== Task goal ==
Please transcribe all of the material below word for word, keeping every line and its order unchanged.

== Stored rows ==
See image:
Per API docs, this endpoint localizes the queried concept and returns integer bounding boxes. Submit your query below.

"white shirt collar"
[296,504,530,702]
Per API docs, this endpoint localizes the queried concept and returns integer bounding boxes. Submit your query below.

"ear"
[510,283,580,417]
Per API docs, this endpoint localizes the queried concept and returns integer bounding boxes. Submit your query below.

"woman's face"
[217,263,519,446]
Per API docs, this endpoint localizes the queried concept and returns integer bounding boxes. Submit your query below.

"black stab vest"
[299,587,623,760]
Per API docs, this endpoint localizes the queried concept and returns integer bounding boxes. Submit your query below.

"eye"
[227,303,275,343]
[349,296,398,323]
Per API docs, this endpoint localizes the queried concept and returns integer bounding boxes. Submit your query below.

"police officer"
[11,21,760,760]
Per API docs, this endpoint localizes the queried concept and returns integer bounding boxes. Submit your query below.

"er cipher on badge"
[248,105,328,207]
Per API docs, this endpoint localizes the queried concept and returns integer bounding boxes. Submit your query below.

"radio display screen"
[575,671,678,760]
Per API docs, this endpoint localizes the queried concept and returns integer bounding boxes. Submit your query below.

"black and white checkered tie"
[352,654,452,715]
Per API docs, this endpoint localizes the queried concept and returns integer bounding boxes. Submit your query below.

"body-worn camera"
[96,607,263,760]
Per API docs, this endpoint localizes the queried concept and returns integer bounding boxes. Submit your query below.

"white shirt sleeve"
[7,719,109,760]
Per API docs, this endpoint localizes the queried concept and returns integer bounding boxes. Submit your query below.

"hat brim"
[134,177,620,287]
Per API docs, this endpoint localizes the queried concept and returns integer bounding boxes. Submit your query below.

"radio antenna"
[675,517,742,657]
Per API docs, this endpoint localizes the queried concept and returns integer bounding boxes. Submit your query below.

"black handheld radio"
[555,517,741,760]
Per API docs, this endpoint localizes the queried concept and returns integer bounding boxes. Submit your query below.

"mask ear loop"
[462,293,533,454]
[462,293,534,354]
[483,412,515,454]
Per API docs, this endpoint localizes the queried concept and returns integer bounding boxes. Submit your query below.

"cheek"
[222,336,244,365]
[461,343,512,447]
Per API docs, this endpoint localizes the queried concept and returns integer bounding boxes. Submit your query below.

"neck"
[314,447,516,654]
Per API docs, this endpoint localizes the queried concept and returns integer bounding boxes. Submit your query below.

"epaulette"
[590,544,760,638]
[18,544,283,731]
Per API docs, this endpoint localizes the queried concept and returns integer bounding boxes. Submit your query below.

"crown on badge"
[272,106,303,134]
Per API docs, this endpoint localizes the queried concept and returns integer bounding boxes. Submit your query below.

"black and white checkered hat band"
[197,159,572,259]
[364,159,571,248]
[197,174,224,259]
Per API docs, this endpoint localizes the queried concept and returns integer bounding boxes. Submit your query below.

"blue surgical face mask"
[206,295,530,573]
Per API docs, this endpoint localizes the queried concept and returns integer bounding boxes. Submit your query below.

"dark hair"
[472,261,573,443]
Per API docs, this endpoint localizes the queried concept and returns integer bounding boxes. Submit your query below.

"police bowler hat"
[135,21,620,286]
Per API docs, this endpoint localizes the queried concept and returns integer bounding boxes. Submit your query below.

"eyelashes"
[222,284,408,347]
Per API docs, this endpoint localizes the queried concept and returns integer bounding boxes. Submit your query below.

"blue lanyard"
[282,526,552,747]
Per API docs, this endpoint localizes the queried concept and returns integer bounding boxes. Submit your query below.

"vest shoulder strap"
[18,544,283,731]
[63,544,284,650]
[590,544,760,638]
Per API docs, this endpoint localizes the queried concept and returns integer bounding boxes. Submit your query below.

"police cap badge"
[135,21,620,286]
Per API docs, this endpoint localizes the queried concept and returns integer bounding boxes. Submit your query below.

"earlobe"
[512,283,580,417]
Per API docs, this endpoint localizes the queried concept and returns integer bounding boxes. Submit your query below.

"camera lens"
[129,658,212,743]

== Complete answer ==
See image:
Per API docs, this endpoint localizes the queried concept and returns integer bounding boxes. Submit your query below.

"white shirt collar"
[296,504,530,702]
Per API docs, this endpoint localizes the queried concept and returns integer bounding boxes. Submit your query below.

"ear"
[510,283,580,417]
Per API docs, this endpoint localizes the queried concept and returns integer bounding boxes. Submit your query below.

"woman's face"
[217,263,519,446]
Per API docs, this endpoint localizes the queried concept and returns integer bounding boxes. Submit your query below.

"black stab vest"
[299,587,623,760]
Per API docs, this endpoint localizes the queried concept and returns integer bounding boxes. Submit your query below.

"eye"
[227,303,275,343]
[349,296,398,323]
Per API docs, this endpoint localizes the queried concept and returns integer bounding boxes. Submit your query below.

"police officer"
[11,21,760,760]
Per API docs, this endpoint localizes the queried concept and returns integer bounding boxes. Submit your query below.

"er cipher on badge"
[248,105,328,207]
Per API docs, this endpoint localizes the queried concept and returns integer bounding boxes. Submit your query below.

"radio display screen"
[575,671,678,760]
Per API docs, this endpoint localizes the queried concept and returns integer bounding boxes. Submit your query below.

"black and white checkered tie"
[352,654,452,715]
Per API docs, this endpoint localizes the queried concept and returns integer bounding boxes. Submit your query below.

"body-worn camera"
[96,607,263,760]
Per API docs, this endpoint localizes the queried concept and returns integer bounding boxes. Submit your query below.

"white shirt sleeve"
[7,719,109,760]
Per API docs, this endpoint localizes the queried concept and returns integer bounding boxes. Submit your query below.

"hat brim"
[134,177,620,287]
Per API docs, this endpoint localizes the queried concept and returns integer bounding boxes. Submit your query below.

"radio antenna"
[675,517,742,657]
Per API docs, this endpoint localizes the queried concept and returns integer bounding boxes. Submit your query below.

"black handheld radio"
[555,517,741,760]
Per API docs, this endpoint localizes the queried concept and returns integer bounding boxes. Submit your query below.

"mask ear loop"
[462,293,533,454]
[462,293,534,354]
[483,412,515,454]
Per API docs, this endpoint localizes the queried concept and returns integer bounding boxes. Submit your query below.

"cheek"
[222,336,244,365]
[461,343,512,447]
Per API docs, this endpoint localizes the queried concept and returns integer bounding boxes. Submit your query below.

"neck"
[314,447,516,654]
Per API docs, this endpoint localizes the queried concept and returns integer bounding boxes. Submit your query below.

"epaulette"
[590,544,760,638]
[18,544,283,731]
Per API docs, this endpoint localizes the queried concept and returns integer bounding boxes. Submit your query below.

"crown on badge"
[272,106,303,134]
Per API docs, this endpoint localizes the queried concept and returns integer bounding boxes. Submit your query below.

"black and white checkered hat band"
[197,159,572,259]
[364,159,571,248]
[197,174,224,259]
Per API docs, this endpoint localizes the queried concept and returns integer bounding boxes. Submit your query below.

"blue surgical face mask"
[206,295,530,573]
Per API docs, this endpoint localizes the queried concept and returns integer bounding boxes. Submit your query below.

"dark hair"
[472,261,573,443]
Per API docs, this endpoint localizes the queried concept and returns integer bounding boxes. Submit your query below.

"police bowler hat"
[135,21,620,286]
Per API docs, this endpoint localizes the queried concept and returns integer bounding boxes. Submit your query below.

"eyelashes"
[222,284,408,347]
Per API docs, this endpoint localizes the queried concept and returns integer bounding boxes. Submit your query below.

"blue lanyard"
[282,526,552,747]
Per API docs, this endpoint localizes the queried concept and returns integer bounding boxes. Submit your query below.

"vest shoulder strap"
[18,544,283,731]
[63,544,284,650]
[590,544,760,638]
Per API docs, this endpoint localizes the queried concept and returns integer bounding boxes. Submit your query below.

"police cap badge"
[135,21,620,286]
Per API docs, this endpoint localizes the queried concept and returns integer bounding boxes. Submit your query below.

"earlobe"
[512,283,580,417]
Per API docs, this endpoint localizes the queried concept and returns integer bounding boxes. Submit your query below.

"camera lens"
[129,658,212,743]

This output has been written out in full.